Given passage:
[Start]

Posted by:Dan Darling

#7  What's Khaddam saying? He's been awful quiet as of late from his perch in France.

Surely he's got to know something...
Posted by: Danking70   2006-02-04 18:28  

#6  There are only so many places to hide them now that they are in Syria. Jordan? Not a chance. Turkey? Ditto. Iraq again? Nope, too many 'merkans. Israel? Oh, that would be fun.

Lebanon? Maybe before but I doubt it now.

So Pencilneck has a real problem with hiding the stuff (if he has it, of course). He might try destroying it, but that requires some technology and expertise. Are the Syrians up to that? Maybe. Maybe not.
Posted by: Steve White   2006-02-04 18:06  

#5  IF there were WMD and they were moved to Syria, I'm not entirely optimistic they are still there to be found. We'll see ....
Posted by: lotp   2006-02-04 17:18  

#4  Nice to see that we're finally translating and reading the millions of documents collected from Iraq.

Posted by: Danking70   2006-02-04 17:04  

#3  part of Baby Assad's exile negotiations, perhaps?
Posted by: Frank G   2006-02-04 14:40  

#2  Debka called this first and I still think they will be proved right.
Posted by: phil_b   2006-02-04 08:06  

#1  "This was one line of attack the president's critics took shortly after the war. Writing on May 21, 2003, in Canada's Globe and Mail, Susan Rice, a former assistant secretary of state under President Clinton who would go on to become a foreign policy adviser to Howard Dean during the 2004 election season, raised the prospect of Saddam's missing weapons in terms similar to Mr. Feith. "The richest treasure trove of dangerous WMD material since the collapse of the Soviet Union is on the loose and perhaps far easier for al-Qaeda and other terrorists to acquire than it was under the control of their ideological adversary, Saddam Hussein," she wrote."

Same old damned if you do, damned if you don't situation with the left. They were the ones clammoring for Bush to go to the UN, a process that took months and gave Saddam the time needed to sprit his WMD stocks to Syria. So, gee, what a surprise that we didn't find much of anything (and of course what we did find was dismissed out of hand).

But I do think that the argument is specious and will be seen that way if this invesitigation, hopefully based on some of the thousands of documents we've uncovered since the invasion, determines that the WMD's existed and were moved.

Busha was right about WMD's, he was delayed by the left and the Euro's (yeah, yeah, same thing) and they are sitting Syria.

[End]

Source data:
[Start]

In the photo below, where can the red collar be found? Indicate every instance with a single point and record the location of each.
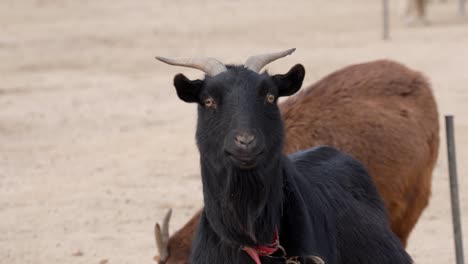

[End]

What is asked:
**A)** Answer these questions using the comment thread:
(i) In which newspaper did Susan Rice write on May 21, 2003?
(ii) Where does the poster of comment #7 say Khaddam is?
(iii) Which source does comment #2 say called this first?
**B)** Extract the part of the comment thread starting at "Posted by: Steve" and ending at "We'll see ....".

Solutions for each task:
**A)**
(i) Canada's Globe and Mail
(ii) France
(iii) Debka

**B)**
Posted by: Steve White   2006-02-04 18:06  

#5  IF there were WMD and they were moved to Syria, I'm not entirely optimistic they are still there to be found. We'll see ....